Generally, side effects include signs and symptoms of hypoestrogenism. There is concern that long term use may lead to osteoporosis, which is why in certain patient populations such as post-menopausal women or osteoporotics, bisphosphonates may also be prescribed.

== Interactions ==

Letrozole inhibits the liver enzyme CYP2A6, and to a lesser extent CYP2C19, in vitro, but no relevant interactions with drugs like cimetidine and warfarin have been observed. Letrozole also inhibits CYP2A7.

==Pharmacology==

===Pharmacodynamics===
Letrozole is an orally active, nonsteroidal, selective aromatase inhibitor and hence an antiestrogen. It prevents aromatase from producing estrogens by competitive, reversible binding to the heme of its cytochrome P450 unit. The action is specific, and letrozole does not reduce production of corticosteroids.

v; t; e; Pharmacodynamics of aromatase inhibitors
Generation: Medication; Dosage; % inhibition^{a}; Class^{b}; IC_{50}^{c}
First: Testolactone; 250 mg 4x/day p.o.; ?; Type I; ?
100 mg 3x/week i.m.: ?
Rogletimide: 200 mg 2x/day p.o. 400 mg 2x/day p.o. 800 mg 2x/day p.o.; 50.6% 63.5% 73.8%; Type II; ?
Aminoglutethimide: 250 mg mg 4x/day p.o.; 90.6%; Type II; 4,500 nM
Second: Formestane; 125 mg 1x/day p.o. 125 mg 2x/day p.o. 250 mg 1x/day p.o.; 72.3% 70.0% 57.3%; Type I; 30 nM
250 mg 1x/2 weeks i.m. 500 mg 1x/2 weeks i.m. 500 mg 1x/1 week i.m.: 84.8% 91.9% 92.5%
Fadrozole: 1 mg 1x/day p.o. 2 mg 2x/day p.o.; 82.4% 92.6%; Type II; ?
======
DIRECTIONS:
a) According to the letrozole excerpt, what may also be prescribed for patient populations such as post-menopausal women?
b) Please rewrite the letrozole excerpt from "Generally, side effects" up to and including "also be prescribed.", substituting "bone loss" for "osteoporosis".
The items come from a different source than the letrozole excerpt.
======
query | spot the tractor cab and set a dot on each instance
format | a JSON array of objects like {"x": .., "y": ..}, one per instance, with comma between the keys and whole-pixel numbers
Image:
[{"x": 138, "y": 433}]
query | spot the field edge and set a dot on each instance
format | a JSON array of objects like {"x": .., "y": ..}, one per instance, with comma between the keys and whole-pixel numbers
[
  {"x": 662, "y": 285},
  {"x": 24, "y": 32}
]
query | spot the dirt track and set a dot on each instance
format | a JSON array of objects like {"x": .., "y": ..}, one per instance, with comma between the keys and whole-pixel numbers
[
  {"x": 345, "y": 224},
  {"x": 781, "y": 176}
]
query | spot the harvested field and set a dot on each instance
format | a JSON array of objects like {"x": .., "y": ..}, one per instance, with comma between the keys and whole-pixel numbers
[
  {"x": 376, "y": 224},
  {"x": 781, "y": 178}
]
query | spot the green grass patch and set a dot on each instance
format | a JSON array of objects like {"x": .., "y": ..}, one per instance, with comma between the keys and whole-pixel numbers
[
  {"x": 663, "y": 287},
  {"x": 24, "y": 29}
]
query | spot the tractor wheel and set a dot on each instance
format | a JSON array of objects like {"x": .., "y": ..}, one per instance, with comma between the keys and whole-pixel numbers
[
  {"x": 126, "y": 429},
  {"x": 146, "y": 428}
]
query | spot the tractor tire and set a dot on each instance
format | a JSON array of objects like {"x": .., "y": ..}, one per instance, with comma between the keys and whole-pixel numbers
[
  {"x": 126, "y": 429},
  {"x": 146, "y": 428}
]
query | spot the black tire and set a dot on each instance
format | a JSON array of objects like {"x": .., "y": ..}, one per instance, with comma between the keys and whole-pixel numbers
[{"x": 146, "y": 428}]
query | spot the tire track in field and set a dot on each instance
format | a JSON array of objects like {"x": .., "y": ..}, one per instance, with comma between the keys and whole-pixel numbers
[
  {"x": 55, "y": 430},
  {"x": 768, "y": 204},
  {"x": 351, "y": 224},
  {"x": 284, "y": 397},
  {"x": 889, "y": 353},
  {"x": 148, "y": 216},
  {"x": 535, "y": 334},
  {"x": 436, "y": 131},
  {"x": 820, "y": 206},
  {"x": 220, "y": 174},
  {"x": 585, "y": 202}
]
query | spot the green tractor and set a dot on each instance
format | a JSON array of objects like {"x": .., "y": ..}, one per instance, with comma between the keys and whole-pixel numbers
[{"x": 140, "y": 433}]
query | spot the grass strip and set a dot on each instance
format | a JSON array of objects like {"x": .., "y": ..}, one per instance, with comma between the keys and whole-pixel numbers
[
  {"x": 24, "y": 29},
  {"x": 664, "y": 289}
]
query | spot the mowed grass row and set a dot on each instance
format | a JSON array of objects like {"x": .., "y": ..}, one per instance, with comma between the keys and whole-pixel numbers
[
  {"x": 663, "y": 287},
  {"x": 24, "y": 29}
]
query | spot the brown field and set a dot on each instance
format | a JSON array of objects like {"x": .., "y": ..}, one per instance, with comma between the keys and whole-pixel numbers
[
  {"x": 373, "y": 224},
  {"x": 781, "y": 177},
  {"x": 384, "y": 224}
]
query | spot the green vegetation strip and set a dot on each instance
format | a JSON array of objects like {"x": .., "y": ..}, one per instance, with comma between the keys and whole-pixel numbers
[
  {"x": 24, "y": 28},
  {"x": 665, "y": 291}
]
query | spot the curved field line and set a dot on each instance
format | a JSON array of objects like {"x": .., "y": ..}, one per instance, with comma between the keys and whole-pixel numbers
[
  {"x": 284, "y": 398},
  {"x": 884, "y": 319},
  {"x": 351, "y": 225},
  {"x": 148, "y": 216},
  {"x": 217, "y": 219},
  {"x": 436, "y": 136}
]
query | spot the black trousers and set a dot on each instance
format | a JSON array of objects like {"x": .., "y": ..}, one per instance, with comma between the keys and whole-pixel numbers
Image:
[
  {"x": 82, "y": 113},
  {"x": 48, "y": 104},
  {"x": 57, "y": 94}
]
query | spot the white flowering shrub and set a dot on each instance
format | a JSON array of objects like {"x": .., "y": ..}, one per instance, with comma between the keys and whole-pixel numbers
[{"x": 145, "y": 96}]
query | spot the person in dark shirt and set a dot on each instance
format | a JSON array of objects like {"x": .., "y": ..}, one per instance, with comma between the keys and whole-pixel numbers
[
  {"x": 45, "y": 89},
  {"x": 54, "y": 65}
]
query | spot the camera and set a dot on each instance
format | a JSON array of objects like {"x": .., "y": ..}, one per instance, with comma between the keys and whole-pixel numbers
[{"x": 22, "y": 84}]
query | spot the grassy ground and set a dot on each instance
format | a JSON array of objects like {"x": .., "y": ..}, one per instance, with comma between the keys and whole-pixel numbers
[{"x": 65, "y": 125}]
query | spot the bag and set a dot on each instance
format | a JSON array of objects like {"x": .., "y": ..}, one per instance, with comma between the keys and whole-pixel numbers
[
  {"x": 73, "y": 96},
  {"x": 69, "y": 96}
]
======
RESULTS OF THE EXERCISE:
a) Bisphosphonates.

b)
Generally, side effects include signs and symptoms of hypoestrogenism. There is concern that long term use may lead to bone loss, which is why in certain patient populations such as post-menopausal women or osteoporotics, bisphosphonates may also be prescribed.